Obiettivo 1 – Puoi riportare per intero, senza alcuna modifica, l'articolo sul progetto Cleopa a Santa Rita?
Obiettivo 2 – Puoi trascrivere riga per riga, senza modifiche, tutto l'elenco che segue l'articolo, tralasciando le immagini?

Articolo fornito –
+ + + + + + +
Stranieri che imparano l'italiano e l'arte di essere mamme. Succede in parrocchia a Santa Rita

Da due anni e mezzo i progetti Cleopa utilizzano la forza della relazione "a tu per tu" per insegnare la lingua a chi viene da fuori. E a giugno è partito per la seconda volta "Mamicleopa" in favore delle giovani mamme

Stranieri che imparano l'italiano e l'arte di essere mamme. Succede in parrocchia a Santa Rita

Immaginate di mutuare un progetto nato in aree dove il bilinguismo caratterizza la vita sociale quotidiana – come Barcellona o Bolzano, dove catalano e tedesco convivono con castigliano e italiano – e di trapiantarlo a Padova allo scopo di facilitare l’integrazione sociale. È quanto sta avvenendo ormai da due anni e mezzo nella parrocchia cittadina di Santa Rita da Cascia. C’è da scommettere che quando il parroco don Romeo Sinigaglia incontrerà il sindaco Giordani, nell’ambito del confronto che il primo cittadino ha chiesto a tutti i parroci, nella conversazione entrerà anche il progetto Cleopa “Parla con me l’italiano”.
+ + + + + + +
Elenco fornito –
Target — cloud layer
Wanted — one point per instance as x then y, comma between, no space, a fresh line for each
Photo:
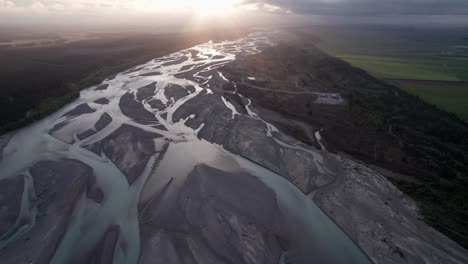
352,9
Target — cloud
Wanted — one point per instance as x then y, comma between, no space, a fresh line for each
369,7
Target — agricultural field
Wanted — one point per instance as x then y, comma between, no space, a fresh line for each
431,64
+ + + + + + +
Risposta completa 1 –
Stranieri che imparano l'italiano e l'arte di essere mamme. Succede in parrocchia a Santa Rita

Da due anni e mezzo i progetti Cleopa utilizzano la forza della relazione "a tu per tu" per insegnare la lingua a chi viene da fuori. E a giugno è partito per la seconda volta "Mamicleopa" in favore delle giovani mamme

Stranieri che imparano l'italiano e l'arte di essere mamme. Succede in parrocchia a Santa Rita

Immaginate di mutuare un progetto nato in aree dove il bilinguismo caratterizza la vita sociale quotidiana – come Barcellona o Bolzano, dove catalano e tedesco convivono con castigliano e italiano – e di trapiantarlo a Padova allo scopo di facilitare l’integrazione sociale. È quanto sta avvenendo ormai da due anni e mezzo nella parrocchia cittadina di Santa Rita da Cascia. C’è da scommettere che quando il parroco don Romeo Sinigaglia incontrerà il sindaco Giordani, nell’ambito del confronto che il primo cittadino ha chiesto a tutti i parroci, nella conversazione entrerà anche il progetto Cleopa “Parla con me l’italiano”.

Risposta completa 2 –
Target — cloud layer
Wanted — one point per instance as x then y, comma between, no space, a fresh line for each
Photo:
352,9
Target — cloud
Wanted — one point per instance as x then y, comma between, no space, a fresh line for each
369,7
Target — agricultural field
Wanted — one point per instance as x then y, comma between, no space, a fresh line for each
431,64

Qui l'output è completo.